[Stored dataset items]
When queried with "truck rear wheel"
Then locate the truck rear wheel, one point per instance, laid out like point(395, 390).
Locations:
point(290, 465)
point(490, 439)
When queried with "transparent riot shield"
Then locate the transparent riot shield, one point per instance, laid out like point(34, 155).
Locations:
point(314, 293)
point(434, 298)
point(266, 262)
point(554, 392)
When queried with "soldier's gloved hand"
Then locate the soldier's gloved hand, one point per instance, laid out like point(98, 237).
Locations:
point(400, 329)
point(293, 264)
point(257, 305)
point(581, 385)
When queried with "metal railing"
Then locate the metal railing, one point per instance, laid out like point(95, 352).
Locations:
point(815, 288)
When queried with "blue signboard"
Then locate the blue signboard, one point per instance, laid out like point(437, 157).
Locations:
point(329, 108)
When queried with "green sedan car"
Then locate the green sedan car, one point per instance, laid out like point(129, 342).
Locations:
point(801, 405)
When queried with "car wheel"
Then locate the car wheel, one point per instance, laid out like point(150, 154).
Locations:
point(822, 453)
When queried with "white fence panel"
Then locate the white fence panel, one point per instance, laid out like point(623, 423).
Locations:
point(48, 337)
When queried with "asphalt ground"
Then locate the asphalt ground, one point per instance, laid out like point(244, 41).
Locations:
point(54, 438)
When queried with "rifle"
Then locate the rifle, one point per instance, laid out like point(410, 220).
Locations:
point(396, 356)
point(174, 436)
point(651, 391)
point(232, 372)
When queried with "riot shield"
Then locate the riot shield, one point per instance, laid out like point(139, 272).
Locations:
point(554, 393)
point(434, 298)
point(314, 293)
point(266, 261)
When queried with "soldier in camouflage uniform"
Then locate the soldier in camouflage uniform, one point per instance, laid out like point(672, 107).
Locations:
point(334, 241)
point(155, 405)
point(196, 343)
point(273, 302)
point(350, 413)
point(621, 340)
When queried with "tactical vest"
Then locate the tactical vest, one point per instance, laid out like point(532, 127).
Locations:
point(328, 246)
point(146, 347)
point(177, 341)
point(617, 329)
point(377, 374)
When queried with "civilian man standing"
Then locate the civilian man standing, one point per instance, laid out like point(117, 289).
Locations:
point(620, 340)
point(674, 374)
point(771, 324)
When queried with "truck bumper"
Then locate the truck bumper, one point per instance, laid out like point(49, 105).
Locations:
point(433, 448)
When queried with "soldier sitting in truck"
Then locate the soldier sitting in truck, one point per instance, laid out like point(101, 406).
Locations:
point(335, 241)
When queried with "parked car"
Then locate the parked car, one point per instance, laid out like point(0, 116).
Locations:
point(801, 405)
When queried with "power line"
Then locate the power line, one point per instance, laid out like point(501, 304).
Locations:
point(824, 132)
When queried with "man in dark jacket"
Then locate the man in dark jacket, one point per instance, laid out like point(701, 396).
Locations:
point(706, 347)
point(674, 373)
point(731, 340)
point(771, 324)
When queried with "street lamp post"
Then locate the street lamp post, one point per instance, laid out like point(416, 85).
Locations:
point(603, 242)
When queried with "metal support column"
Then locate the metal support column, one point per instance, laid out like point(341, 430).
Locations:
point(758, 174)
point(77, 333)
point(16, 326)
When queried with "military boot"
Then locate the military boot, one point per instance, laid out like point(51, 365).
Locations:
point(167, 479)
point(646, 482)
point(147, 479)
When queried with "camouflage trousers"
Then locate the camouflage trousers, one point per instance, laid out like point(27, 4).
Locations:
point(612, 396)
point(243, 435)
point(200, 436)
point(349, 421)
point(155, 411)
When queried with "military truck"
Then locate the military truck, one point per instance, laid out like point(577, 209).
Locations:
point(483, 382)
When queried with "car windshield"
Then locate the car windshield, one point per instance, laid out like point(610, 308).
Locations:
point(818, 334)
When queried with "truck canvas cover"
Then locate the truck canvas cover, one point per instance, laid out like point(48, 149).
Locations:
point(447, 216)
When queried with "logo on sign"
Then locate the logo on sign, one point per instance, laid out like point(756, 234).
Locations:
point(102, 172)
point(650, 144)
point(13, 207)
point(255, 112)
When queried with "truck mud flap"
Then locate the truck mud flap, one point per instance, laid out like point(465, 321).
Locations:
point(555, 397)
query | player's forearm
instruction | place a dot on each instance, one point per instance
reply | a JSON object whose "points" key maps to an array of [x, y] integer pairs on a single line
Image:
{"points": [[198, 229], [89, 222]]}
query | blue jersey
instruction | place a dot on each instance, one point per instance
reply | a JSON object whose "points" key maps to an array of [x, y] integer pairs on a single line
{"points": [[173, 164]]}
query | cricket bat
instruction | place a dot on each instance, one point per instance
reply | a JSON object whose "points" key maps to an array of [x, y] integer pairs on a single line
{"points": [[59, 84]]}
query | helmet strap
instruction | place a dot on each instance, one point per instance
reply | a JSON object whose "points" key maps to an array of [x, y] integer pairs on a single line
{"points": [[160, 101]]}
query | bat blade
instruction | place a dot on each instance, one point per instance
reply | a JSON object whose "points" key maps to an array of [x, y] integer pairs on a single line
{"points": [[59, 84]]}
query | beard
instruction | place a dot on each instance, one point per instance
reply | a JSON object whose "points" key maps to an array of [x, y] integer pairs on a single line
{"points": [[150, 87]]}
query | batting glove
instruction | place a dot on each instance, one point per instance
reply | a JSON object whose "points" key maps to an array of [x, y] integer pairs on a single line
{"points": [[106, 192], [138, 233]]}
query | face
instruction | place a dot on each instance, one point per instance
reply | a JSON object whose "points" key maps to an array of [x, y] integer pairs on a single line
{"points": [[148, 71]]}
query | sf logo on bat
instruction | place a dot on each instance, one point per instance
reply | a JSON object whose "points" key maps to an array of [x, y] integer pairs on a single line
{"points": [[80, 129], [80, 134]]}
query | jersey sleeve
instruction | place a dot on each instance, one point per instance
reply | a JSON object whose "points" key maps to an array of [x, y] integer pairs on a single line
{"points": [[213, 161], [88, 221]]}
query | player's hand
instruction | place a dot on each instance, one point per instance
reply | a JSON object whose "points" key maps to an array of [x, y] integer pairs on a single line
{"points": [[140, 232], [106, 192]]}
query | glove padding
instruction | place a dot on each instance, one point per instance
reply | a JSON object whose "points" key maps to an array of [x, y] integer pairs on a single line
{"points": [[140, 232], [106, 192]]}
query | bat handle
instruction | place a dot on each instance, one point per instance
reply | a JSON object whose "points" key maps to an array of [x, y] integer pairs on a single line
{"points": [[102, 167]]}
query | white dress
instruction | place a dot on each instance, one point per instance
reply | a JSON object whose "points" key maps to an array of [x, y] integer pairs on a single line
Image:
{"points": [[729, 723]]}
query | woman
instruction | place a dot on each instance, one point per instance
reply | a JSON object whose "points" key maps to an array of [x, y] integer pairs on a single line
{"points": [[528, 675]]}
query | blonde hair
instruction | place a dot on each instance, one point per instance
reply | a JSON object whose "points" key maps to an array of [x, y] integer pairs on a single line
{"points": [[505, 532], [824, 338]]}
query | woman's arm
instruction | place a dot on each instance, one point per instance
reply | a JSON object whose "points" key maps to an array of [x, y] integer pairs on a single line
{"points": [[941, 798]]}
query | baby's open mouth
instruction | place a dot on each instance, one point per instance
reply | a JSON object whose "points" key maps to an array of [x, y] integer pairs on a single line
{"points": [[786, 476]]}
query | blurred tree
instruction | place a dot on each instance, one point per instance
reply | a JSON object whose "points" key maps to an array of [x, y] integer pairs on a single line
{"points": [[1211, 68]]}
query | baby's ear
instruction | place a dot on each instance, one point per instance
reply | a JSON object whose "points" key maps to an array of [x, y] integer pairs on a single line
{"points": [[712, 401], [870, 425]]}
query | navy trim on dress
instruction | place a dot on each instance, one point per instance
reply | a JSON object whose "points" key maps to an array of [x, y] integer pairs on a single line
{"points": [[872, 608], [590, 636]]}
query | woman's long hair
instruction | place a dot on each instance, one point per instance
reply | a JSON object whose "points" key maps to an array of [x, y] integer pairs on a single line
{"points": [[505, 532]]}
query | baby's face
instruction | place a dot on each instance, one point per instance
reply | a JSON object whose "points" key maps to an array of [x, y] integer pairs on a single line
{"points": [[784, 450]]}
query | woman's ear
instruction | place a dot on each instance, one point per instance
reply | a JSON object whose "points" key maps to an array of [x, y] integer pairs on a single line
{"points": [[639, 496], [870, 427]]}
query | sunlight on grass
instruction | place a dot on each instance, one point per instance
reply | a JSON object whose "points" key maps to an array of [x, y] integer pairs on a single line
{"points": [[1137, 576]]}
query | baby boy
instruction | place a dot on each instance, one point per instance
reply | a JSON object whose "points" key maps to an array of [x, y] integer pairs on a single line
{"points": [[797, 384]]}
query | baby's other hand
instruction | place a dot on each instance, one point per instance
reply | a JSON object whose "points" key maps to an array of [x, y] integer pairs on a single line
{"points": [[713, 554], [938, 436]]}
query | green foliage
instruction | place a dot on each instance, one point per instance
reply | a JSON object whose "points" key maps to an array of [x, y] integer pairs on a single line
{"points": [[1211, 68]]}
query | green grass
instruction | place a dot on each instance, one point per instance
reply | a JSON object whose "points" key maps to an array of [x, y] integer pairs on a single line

Work task -> Search the data for "support". Copy each line that has it.

Answer box ->
When queried with "metal support column"
Then locate the metal support column, one point per instance, laid out like point(341, 430).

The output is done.